_What you have to do_. Reproduce the part of the Planned Parenthood text from "2. She Worked" to "to her bio.".

2. She Worked for Planned Parenthood for Nearly a Decade
Before she became Planned Parenthood’s acting president and chief executive, she served as a chair of the board for Planned Parenthood Federation of America, a board member of Planned Parenthood Action Fund and chair of the Planned Parenthood Political Action Committee, according to her bio.
A news release given to Bustle said that Johnson had been serving on the Planned Parenthood board for “nearly a decade.” She worked as the board chair from 2013 to 2015 and helped develop strategies on how to increase access to Planned Parenthood’s health centers and identify new technology to meet the needs of their patients.
“Having been part of the Planned Parenthood family for nearly a decade, and having spent my career working in movements for social justice, I can’t think of a greater honor or more weighty responsibility than leading an organization like Planned Parenthood in this moment,” Johnson said on Twitter.

_Data records_.

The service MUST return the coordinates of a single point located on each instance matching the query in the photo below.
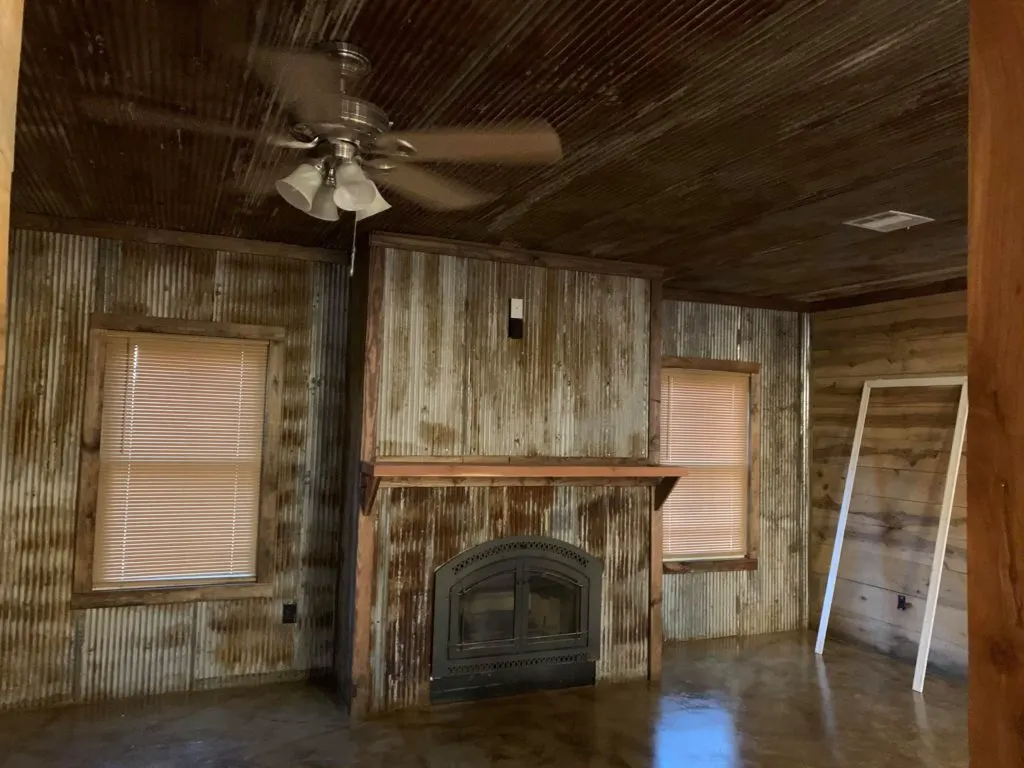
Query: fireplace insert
(515, 614)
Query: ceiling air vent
(889, 221)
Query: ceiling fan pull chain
(351, 251)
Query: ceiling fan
(347, 142)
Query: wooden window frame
(750, 560)
(83, 594)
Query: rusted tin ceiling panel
(420, 528)
(741, 131)
(771, 598)
(49, 654)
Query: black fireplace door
(514, 614)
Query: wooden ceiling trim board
(514, 255)
(892, 294)
(730, 299)
(171, 238)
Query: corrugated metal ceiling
(726, 139)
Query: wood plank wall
(898, 489)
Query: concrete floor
(766, 701)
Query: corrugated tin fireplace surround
(515, 614)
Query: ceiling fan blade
(259, 181)
(430, 189)
(526, 143)
(307, 82)
(113, 111)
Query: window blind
(706, 428)
(179, 467)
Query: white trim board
(952, 469)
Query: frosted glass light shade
(324, 207)
(300, 186)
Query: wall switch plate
(289, 612)
(515, 318)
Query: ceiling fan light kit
(353, 192)
(378, 206)
(324, 207)
(300, 185)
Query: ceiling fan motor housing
(356, 120)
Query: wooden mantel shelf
(565, 472)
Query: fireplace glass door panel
(486, 611)
(515, 614)
(553, 604)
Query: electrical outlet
(289, 613)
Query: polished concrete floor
(767, 701)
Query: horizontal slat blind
(180, 455)
(706, 428)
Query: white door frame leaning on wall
(952, 469)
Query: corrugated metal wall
(773, 597)
(454, 384)
(51, 654)
(420, 528)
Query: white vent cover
(889, 221)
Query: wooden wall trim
(515, 255)
(10, 54)
(654, 620)
(366, 536)
(173, 238)
(995, 372)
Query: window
(176, 495)
(709, 425)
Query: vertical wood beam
(10, 54)
(995, 373)
(654, 457)
(366, 534)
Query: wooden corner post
(995, 373)
(654, 457)
(10, 55)
(366, 528)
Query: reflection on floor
(767, 701)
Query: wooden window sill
(701, 566)
(167, 595)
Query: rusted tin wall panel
(239, 638)
(454, 383)
(159, 281)
(422, 527)
(52, 290)
(615, 523)
(50, 654)
(136, 650)
(771, 598)
(423, 367)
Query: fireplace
(515, 614)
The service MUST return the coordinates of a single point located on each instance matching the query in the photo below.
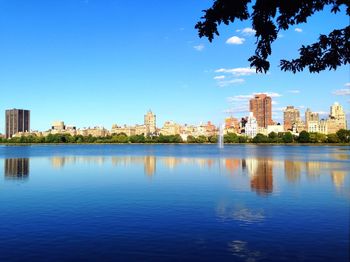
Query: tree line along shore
(342, 136)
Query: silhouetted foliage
(270, 17)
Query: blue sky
(90, 62)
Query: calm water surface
(174, 203)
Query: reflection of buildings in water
(150, 164)
(232, 164)
(313, 169)
(16, 168)
(58, 162)
(251, 164)
(262, 179)
(341, 156)
(338, 177)
(61, 161)
(292, 170)
(171, 162)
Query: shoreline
(149, 144)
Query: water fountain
(221, 136)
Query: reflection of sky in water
(259, 170)
(251, 204)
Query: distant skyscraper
(337, 113)
(150, 122)
(291, 116)
(261, 106)
(311, 116)
(251, 126)
(17, 120)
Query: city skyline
(85, 65)
(149, 115)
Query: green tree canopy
(269, 17)
(304, 137)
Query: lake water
(174, 203)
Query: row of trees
(342, 136)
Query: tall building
(311, 116)
(291, 116)
(150, 122)
(251, 126)
(17, 120)
(261, 106)
(337, 113)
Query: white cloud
(237, 109)
(235, 40)
(239, 98)
(248, 31)
(242, 98)
(271, 94)
(294, 91)
(322, 113)
(219, 77)
(199, 47)
(230, 82)
(342, 92)
(239, 71)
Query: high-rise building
(311, 116)
(17, 120)
(261, 106)
(251, 126)
(337, 113)
(291, 116)
(150, 122)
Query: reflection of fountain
(221, 136)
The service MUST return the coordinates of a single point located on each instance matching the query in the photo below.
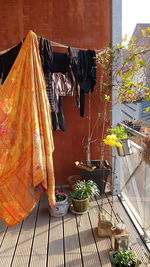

_Response to this task_.
2. She Worked for Planned Parenthood for Nearly a Decade
Before she became Planned Parenthood’s acting president and chief executive, she served as a chair of the board for Planned Parenthood Federation of America, a board member of Planned Parenthood Action Fund and chair of the Planned Parenthood Political Action Committee, according to her bio.